Task requirements: Reproduce the material from its start through the line that contains "(794, 140), (827, 178)", shifting every coordinate in the answer bounding boxes up by 13. Keep every other line unchanged, including the sample pairs in the format description.

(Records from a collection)
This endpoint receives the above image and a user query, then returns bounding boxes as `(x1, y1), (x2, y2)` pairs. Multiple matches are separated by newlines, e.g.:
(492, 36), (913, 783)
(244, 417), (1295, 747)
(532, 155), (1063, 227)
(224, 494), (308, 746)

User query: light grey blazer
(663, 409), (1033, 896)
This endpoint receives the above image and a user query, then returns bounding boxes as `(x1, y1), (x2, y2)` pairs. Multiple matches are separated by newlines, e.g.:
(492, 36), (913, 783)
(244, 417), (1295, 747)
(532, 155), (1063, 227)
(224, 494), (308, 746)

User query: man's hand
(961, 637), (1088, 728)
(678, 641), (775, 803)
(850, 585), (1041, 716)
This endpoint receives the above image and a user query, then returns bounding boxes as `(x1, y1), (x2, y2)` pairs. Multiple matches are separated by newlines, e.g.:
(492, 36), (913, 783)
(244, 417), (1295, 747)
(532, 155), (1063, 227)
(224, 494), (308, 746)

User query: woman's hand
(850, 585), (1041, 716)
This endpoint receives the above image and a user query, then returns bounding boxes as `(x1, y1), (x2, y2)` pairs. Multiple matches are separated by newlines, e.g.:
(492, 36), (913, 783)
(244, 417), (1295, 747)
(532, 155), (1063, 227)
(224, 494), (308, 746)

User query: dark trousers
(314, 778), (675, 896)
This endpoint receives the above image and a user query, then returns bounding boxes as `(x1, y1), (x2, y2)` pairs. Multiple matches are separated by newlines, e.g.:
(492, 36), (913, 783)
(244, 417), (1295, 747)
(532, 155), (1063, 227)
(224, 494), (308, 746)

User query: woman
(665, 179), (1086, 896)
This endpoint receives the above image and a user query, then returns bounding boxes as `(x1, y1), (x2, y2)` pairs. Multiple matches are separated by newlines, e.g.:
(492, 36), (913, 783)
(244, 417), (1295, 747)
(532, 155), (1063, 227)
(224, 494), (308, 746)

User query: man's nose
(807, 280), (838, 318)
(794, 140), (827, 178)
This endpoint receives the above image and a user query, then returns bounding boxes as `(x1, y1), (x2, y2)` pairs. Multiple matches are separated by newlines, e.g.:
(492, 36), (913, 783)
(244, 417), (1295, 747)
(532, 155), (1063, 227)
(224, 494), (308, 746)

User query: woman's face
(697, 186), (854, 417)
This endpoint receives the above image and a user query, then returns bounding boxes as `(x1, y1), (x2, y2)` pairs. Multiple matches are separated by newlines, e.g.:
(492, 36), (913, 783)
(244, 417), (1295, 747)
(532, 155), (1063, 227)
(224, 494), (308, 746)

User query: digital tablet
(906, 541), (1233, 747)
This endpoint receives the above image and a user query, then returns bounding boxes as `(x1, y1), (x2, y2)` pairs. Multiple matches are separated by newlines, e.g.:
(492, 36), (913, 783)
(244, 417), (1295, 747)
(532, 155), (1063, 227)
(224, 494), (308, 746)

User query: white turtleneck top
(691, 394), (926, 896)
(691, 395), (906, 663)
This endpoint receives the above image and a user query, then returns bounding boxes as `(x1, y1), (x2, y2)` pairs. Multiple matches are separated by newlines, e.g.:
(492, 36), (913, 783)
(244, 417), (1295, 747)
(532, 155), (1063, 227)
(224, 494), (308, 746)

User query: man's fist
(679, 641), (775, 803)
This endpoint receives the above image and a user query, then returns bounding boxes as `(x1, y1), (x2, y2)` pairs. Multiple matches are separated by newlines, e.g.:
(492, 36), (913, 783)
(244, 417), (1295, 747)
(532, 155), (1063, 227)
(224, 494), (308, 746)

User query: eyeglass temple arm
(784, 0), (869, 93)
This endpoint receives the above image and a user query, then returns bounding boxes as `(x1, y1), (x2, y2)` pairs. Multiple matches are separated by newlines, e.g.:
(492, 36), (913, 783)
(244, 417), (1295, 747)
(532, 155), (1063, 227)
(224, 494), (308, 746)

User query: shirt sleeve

Written reply:
This endpoint receives the above image and a user query, then returns bounding boxes as `(x1, y1), (x2, y2)` pairs. Multiple matches are separated by newlines, e.g.:
(492, 36), (913, 783)
(244, 417), (1295, 747)
(532, 155), (1063, 227)
(224, 494), (308, 746)

User query: light grey blazer
(676, 422), (1046, 909)
This endpoint receives the above image and a user query, then returns bounding boxes as `(x1, y1), (x2, y2)` pairs. Multiple matches are separated by newlines, e.g.:
(492, 36), (913, 783)
(244, 417), (1295, 747)
(532, 155), (1063, 227)
(224, 494), (308, 746)

User query: man's hand
(974, 650), (1101, 741)
(691, 654), (788, 816)
(863, 598), (1054, 729)
This endpoint receives the above image and a user query, then returns bounding boxes as `(x1, y1), (x2, y2)` pairs. Multiple matches are separated by newlines, e.g.:
(492, 36), (913, 783)
(244, 417), (1295, 747)
(532, 155), (1063, 227)
(224, 494), (308, 746)

User query: woman's hand
(863, 598), (1054, 729)
This endpoint receives the above image and a user query, then returns bounding boxes as `(x1, y1), (x2, y2)` pairs. Multiple matches are separated by newlines, e.g.:
(492, 36), (913, 783)
(244, 417), (1295, 747)
(532, 155), (1063, 227)
(224, 494), (308, 746)

User query: dark trousers
(327, 791), (688, 909)
This endpoint receives the above image and a user query, then returns bounding boxes as `(x1, y1), (x2, y2)` pairs. Multiple matches are separated by newlines, e.g.:
(492, 36), (913, 783)
(244, 417), (1295, 747)
(532, 155), (1063, 227)
(224, 494), (308, 746)

User query: woman
(678, 192), (1099, 909)
This endpoint receives the above image and a user query, then returns bounding boxes as `(x1, y1), (x2, y2)` pairs. Multiple matches are separated by newlines, e.g.:
(492, 36), (913, 783)
(244, 417), (1295, 747)
(532, 155), (1063, 227)
(224, 494), (308, 746)

User query: man's nose
(820, 293), (851, 331)
(807, 153), (840, 191)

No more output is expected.